* **Directions for this task**
Could you output, word for word, the rows from the very first one through the line containing "[138,389,640,443]", with both of those lines included?

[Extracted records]
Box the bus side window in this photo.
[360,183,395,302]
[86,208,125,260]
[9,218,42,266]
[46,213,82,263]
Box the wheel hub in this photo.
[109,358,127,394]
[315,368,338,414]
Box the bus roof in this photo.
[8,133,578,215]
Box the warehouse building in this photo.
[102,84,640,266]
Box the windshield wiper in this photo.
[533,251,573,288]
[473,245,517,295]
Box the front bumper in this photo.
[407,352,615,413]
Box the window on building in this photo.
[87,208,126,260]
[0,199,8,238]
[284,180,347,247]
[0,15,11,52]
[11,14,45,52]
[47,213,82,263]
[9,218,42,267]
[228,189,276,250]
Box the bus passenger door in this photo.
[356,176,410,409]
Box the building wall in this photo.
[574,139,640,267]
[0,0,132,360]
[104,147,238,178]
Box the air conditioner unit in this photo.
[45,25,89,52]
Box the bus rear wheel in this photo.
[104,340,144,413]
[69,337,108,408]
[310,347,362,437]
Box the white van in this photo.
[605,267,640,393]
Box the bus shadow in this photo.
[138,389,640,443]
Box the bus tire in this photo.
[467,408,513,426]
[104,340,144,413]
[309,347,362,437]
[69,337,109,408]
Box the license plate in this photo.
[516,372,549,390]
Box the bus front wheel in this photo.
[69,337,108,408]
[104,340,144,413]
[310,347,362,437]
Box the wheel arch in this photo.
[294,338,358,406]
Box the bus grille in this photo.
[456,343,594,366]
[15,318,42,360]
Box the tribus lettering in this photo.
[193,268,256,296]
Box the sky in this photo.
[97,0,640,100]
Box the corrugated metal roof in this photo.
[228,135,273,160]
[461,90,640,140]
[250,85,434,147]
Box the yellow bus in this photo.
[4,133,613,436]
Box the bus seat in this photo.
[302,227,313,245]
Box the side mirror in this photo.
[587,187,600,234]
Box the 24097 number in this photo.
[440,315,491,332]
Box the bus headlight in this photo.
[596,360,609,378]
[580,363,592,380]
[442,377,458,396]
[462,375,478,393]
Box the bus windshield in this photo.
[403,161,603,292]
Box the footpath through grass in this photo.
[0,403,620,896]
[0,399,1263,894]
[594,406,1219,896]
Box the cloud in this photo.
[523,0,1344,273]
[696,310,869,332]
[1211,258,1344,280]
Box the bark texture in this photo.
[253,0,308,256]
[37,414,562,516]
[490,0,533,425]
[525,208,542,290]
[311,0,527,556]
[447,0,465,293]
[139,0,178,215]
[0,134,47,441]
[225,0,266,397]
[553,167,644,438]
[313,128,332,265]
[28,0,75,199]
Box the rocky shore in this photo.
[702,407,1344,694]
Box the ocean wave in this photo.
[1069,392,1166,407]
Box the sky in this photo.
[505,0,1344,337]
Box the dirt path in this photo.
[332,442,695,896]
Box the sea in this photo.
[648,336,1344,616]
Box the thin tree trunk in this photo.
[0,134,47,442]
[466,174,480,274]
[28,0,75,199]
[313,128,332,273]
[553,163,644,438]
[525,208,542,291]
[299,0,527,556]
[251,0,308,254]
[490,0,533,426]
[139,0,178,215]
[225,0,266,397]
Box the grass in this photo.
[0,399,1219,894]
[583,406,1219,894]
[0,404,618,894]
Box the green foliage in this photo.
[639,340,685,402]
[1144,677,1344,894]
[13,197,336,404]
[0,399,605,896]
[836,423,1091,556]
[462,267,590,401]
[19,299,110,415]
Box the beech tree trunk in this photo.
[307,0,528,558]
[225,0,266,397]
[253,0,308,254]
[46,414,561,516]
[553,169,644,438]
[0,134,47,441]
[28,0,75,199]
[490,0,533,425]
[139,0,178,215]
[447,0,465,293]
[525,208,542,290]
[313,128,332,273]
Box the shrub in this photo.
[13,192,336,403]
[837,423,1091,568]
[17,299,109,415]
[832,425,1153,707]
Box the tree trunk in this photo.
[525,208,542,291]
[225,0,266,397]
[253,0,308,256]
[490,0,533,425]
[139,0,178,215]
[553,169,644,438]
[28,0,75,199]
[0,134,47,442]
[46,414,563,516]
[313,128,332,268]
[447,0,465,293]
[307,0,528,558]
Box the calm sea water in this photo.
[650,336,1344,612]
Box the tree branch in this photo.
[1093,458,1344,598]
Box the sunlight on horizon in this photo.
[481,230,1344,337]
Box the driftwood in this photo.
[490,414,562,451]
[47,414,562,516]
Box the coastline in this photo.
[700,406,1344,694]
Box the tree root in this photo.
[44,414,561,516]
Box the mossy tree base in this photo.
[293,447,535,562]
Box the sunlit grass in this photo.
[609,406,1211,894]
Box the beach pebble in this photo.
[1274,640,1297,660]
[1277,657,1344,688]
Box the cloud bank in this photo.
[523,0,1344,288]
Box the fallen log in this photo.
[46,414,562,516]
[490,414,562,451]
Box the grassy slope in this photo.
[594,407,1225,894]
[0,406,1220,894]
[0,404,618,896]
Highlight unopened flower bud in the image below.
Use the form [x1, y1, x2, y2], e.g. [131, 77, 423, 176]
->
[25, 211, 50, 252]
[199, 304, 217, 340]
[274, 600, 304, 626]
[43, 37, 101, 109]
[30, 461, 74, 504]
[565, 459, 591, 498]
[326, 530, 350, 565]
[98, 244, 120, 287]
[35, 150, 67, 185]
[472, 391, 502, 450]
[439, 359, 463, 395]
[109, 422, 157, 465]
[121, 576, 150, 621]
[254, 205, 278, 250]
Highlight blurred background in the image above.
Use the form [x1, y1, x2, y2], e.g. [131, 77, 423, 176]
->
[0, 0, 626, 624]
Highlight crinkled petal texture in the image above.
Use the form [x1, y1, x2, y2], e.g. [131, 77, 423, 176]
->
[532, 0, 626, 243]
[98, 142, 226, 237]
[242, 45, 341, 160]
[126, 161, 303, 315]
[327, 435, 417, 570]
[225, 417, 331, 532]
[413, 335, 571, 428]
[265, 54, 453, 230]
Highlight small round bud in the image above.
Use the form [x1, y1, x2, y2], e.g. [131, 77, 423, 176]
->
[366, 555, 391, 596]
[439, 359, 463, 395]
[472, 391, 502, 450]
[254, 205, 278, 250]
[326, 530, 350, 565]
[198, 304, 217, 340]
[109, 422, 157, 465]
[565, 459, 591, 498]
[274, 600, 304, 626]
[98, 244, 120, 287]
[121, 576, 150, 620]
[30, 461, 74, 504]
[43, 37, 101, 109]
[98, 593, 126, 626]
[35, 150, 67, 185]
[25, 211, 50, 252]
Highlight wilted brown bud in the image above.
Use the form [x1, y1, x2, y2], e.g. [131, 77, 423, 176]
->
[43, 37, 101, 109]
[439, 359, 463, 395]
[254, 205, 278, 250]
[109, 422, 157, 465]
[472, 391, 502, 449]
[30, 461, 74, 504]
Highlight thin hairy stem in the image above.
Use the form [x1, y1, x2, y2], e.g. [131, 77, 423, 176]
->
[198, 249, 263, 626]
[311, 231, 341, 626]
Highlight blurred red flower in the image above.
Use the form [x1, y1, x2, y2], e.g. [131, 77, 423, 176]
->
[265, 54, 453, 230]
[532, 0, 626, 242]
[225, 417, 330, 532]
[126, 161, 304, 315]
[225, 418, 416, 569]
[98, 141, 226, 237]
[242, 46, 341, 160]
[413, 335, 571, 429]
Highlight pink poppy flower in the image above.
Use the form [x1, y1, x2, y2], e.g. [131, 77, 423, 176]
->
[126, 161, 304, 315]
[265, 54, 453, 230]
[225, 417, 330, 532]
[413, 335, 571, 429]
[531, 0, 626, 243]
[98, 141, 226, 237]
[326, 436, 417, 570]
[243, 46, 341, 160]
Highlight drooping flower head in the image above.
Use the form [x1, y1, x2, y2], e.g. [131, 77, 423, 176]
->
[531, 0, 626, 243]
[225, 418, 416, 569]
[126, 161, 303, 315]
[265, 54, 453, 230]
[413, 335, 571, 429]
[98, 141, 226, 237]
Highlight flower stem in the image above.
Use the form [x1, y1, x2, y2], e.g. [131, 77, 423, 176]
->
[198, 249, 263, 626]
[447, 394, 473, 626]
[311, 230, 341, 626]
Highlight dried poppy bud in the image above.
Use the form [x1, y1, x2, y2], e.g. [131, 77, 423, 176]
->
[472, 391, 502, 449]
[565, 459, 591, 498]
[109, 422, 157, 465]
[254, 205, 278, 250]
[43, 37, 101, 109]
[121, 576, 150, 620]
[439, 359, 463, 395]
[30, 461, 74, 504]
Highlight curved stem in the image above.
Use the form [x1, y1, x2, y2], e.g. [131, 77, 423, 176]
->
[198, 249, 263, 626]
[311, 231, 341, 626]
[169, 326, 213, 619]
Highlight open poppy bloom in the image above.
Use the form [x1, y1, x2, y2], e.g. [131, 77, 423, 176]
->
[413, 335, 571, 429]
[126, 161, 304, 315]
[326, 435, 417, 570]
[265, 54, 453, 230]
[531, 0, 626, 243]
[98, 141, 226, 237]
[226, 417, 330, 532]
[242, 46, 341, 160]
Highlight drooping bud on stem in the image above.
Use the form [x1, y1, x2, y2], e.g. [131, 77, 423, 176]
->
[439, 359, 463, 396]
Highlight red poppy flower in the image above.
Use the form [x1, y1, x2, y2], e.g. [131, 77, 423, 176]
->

* **Final answer**
Box the bus side window in this photo.
[360,183,395,302]
[86,208,125,260]
[9,218,42,266]
[46,213,82,263]
Box the wheel hub in this photo.
[109,358,127,394]
[315,368,338,414]
Box the bus roof in this photo.
[8,133,578,215]
Box the warehouse building in this photo.
[102,84,640,266]
Box the windshield wiper in this photo.
[533,251,573,288]
[473,245,517,295]
Box the front bumper in this photo.
[407,352,615,413]
Box the window on building in this photo.
[87,208,126,260]
[0,199,8,238]
[284,180,347,247]
[0,15,11,52]
[11,14,45,52]
[47,213,82,263]
[9,218,42,267]
[228,189,276,250]
Box the bus passenger door in this photo.
[356,176,410,409]
Box the building wall in this photo.
[574,139,640,267]
[0,0,132,360]
[104,147,238,178]
Box the air conditioner unit in this photo.
[45,25,89,52]
Box the bus rear wheel in this photo.
[104,340,144,413]
[69,337,108,408]
[310,347,362,437]
Box the white van in this photo.
[605,267,640,393]
Box the bus shadow in this photo.
[138,389,640,443]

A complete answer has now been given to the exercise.